DEINE AUFGABEN –
a. Beantworte zum Text über die Schülerin kurz diese Fragen:
(i) In welchem Monat sind die Sätze ungefähr aus der Schülerin herausgeplatzt?
(ii) In welchem Deutsch erzählt die Schülerin weiter?
(iii) Womit konnte die Schülerin armen Menschen helfen, wenn nicht mit Geld?
b. Ermittle jede Zeile, in der das Wort "dark" vorkommt, und gib diese Zeilen vollständig wieder.

-------- VORLIEGENDER TEXT --------

Ich kenne diese Schülerin fast gar nicht. Ich weiß nicht einmal, welches Land für sie „zu Hause“ ist. Aber vor ein paar Wochen, irgendwann im Februar, meine ich, da platzten diese Sätze aus ihr heraus. Und sie hat weitererzählt.  In ihrem gebrochenen Deutsch. Aber mit leuchtenden Augen.

„Aber gestern, da konnte ich helfen. Meine Eltern haben sich so gefreut. Gestern, da konnte ich endlich mal wieder armen Menschen helfen. Nicht mit Geld. Geld haben wir nicht übrig, aber mit meinen Händen.“ Und sie streckte mir ihre Hände hin, als ob ich doch sofort sehen müsste, was sie gemacht hat. Aber ich verstand immer noch nur Bahnhof.

-------- AUFGEFÜHRTE EINTRÄGE --------

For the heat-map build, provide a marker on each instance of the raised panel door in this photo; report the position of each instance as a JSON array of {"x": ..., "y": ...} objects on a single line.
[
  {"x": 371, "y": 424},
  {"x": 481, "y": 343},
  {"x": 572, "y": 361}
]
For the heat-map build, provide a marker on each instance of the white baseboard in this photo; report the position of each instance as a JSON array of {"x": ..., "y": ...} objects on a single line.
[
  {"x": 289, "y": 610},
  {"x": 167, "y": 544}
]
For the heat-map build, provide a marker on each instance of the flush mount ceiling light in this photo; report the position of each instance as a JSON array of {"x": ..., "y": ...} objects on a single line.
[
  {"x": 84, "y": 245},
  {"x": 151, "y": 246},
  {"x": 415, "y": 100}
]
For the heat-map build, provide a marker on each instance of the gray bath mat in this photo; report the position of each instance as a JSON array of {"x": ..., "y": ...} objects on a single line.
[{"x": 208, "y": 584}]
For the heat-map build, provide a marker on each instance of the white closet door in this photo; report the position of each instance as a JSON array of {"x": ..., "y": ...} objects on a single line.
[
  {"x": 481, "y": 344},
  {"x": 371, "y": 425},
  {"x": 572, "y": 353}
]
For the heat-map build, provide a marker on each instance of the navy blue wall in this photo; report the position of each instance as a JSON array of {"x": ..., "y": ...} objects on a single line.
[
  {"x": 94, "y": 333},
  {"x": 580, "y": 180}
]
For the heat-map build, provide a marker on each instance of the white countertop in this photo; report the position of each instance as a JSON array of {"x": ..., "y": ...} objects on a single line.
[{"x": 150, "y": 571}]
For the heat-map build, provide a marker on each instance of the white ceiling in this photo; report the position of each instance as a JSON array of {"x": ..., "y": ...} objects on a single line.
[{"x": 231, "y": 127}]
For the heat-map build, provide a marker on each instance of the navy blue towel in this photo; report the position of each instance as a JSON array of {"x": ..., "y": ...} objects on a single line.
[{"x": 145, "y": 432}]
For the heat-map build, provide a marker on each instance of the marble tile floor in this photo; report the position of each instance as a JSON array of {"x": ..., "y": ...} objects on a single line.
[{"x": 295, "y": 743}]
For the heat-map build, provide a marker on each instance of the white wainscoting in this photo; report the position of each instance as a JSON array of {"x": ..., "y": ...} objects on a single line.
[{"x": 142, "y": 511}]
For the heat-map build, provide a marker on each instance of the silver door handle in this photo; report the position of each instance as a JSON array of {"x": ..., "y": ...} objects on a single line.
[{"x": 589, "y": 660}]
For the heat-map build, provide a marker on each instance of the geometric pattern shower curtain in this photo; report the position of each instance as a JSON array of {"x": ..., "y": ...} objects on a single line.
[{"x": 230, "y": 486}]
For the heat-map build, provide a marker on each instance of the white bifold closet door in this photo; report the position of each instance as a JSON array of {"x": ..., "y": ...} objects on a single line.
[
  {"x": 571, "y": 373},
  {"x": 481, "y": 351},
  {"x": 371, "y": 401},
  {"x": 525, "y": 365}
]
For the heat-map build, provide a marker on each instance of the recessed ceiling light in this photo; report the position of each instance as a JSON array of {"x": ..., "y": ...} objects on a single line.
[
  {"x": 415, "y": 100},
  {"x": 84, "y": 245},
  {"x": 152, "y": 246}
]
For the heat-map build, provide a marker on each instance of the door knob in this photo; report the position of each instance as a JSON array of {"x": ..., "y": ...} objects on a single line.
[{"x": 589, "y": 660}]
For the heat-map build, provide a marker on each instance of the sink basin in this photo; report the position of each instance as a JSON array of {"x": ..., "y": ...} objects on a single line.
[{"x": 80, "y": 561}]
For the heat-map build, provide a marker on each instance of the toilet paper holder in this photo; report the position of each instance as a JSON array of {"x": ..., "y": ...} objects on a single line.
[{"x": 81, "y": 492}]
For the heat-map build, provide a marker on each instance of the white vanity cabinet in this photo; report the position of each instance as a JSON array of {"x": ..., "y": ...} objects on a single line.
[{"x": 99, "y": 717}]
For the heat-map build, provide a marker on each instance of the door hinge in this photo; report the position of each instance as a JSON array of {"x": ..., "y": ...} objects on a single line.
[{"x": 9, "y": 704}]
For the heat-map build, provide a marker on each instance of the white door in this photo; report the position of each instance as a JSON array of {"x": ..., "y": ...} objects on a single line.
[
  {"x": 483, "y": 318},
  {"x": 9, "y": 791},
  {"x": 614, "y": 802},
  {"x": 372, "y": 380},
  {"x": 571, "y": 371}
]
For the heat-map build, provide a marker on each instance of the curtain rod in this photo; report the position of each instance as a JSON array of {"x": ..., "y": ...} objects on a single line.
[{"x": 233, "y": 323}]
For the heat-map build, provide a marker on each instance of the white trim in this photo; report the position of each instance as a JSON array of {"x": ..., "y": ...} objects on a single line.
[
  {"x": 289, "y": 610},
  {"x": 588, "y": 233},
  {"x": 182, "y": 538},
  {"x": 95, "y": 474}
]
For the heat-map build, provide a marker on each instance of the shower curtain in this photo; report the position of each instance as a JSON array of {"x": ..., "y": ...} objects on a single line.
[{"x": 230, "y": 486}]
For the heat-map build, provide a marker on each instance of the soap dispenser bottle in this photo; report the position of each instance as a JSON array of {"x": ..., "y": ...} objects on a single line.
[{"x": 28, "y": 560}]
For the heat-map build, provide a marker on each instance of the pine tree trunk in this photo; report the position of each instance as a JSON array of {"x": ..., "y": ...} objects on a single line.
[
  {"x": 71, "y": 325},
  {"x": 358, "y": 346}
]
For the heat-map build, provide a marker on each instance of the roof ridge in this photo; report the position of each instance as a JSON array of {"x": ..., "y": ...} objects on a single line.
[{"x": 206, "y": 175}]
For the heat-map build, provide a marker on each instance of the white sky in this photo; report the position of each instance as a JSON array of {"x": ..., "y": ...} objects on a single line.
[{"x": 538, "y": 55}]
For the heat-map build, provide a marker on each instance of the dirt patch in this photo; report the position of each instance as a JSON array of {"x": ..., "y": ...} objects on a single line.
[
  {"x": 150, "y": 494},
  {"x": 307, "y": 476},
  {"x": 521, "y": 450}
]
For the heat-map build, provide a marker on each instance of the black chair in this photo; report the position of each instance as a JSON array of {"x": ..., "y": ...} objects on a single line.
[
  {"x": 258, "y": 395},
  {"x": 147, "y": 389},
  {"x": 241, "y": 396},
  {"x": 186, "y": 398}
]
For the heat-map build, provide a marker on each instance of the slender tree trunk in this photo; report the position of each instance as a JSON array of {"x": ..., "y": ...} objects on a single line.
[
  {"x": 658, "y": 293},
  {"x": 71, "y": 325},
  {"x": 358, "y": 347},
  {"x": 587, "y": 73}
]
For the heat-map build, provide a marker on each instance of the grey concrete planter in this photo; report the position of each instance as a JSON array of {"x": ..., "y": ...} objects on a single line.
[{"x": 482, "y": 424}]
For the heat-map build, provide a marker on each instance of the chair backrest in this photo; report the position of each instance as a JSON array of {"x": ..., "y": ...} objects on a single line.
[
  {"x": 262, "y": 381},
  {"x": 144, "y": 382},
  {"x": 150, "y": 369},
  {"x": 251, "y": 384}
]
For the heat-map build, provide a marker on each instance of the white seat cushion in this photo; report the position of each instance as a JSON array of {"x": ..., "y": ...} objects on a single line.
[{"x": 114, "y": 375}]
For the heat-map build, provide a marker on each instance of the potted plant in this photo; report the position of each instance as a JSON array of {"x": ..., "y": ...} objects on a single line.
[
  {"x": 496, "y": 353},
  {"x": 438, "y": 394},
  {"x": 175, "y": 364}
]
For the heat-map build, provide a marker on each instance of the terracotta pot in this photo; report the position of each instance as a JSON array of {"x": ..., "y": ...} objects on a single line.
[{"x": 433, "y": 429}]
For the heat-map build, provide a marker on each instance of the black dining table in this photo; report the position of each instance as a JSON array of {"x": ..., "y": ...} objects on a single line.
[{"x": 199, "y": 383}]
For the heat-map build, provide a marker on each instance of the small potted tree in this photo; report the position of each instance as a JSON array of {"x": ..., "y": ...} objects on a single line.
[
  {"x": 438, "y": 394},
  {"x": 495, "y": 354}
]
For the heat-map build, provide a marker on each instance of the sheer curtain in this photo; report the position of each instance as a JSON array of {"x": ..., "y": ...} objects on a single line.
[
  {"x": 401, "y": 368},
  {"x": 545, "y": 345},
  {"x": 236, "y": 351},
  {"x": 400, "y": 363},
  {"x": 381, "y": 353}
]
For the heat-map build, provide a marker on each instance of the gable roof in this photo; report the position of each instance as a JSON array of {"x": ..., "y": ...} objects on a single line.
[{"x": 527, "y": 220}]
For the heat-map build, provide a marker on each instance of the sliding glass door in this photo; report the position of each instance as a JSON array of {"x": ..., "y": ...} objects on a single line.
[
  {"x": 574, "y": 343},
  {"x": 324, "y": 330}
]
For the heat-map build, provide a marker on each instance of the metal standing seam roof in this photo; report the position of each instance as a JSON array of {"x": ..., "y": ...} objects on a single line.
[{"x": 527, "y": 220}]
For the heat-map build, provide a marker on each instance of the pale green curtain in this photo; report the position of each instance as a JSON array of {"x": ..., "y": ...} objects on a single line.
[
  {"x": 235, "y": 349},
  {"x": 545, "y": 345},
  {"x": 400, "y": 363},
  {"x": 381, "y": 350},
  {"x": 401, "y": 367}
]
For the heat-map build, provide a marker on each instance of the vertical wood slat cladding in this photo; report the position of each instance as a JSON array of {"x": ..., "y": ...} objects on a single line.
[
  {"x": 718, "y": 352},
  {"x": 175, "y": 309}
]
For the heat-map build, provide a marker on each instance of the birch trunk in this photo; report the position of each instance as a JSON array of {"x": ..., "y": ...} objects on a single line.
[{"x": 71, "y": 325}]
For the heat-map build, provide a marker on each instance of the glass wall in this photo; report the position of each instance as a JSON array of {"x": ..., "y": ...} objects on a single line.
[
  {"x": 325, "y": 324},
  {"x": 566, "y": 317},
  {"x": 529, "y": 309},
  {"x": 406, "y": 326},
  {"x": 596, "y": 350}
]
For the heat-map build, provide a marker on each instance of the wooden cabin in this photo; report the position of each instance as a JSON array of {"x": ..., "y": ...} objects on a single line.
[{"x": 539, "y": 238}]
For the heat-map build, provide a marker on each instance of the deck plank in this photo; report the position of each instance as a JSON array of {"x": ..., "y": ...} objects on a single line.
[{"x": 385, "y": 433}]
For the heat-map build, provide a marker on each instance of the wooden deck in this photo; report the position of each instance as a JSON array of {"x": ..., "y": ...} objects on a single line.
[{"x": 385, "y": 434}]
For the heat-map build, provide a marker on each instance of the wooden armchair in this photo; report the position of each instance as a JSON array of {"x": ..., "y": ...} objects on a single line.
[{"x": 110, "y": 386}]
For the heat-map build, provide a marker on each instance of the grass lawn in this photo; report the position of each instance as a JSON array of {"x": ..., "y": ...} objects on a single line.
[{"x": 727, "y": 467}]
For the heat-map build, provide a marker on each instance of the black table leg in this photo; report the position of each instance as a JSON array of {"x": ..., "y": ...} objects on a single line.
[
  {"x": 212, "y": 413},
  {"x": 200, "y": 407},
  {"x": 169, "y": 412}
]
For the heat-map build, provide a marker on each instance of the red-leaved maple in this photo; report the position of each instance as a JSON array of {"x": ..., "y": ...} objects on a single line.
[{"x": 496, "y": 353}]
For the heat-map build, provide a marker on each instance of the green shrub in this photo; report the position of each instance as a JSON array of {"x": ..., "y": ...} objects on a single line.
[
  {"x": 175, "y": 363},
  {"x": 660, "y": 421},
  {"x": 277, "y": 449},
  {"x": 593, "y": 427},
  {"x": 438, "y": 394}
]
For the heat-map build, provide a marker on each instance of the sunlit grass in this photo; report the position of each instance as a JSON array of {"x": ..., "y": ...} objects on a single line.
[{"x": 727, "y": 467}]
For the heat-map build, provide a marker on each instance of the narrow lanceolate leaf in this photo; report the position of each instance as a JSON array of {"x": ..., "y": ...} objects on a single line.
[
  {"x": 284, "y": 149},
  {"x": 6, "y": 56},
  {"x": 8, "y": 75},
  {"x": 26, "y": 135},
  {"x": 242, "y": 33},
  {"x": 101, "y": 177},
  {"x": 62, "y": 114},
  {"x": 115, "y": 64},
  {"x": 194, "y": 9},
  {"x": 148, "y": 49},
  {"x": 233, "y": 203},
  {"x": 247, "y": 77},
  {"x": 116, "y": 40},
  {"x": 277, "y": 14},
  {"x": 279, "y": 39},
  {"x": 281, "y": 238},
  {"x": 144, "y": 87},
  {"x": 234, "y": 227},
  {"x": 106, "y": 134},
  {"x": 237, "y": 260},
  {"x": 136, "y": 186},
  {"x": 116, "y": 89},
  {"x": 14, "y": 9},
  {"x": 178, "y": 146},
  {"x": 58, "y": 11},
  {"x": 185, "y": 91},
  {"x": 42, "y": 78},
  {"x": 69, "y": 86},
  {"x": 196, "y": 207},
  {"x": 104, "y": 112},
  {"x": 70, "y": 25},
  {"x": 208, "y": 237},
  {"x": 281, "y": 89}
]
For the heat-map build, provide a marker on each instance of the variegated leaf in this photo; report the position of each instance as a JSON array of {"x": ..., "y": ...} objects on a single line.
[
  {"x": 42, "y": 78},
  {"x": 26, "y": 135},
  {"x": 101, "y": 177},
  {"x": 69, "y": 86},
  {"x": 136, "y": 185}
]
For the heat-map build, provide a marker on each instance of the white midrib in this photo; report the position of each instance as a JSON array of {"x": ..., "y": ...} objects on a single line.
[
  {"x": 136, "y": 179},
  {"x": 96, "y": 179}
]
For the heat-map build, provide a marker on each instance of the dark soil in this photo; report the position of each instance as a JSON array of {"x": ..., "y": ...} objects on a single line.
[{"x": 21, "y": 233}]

--------

ERGEBNISSE –
a.
(i) Irgendwann im Februar.
(ii) In ihrem gebrochenen Deutsch.
(iii) Mit ihren Händen.

b.
For the heat-map build, provide a marker on each instance of the dark soil in this photo; report the position of each instance as a JSON array of {"x": ..., "y": ...} objects on a single line.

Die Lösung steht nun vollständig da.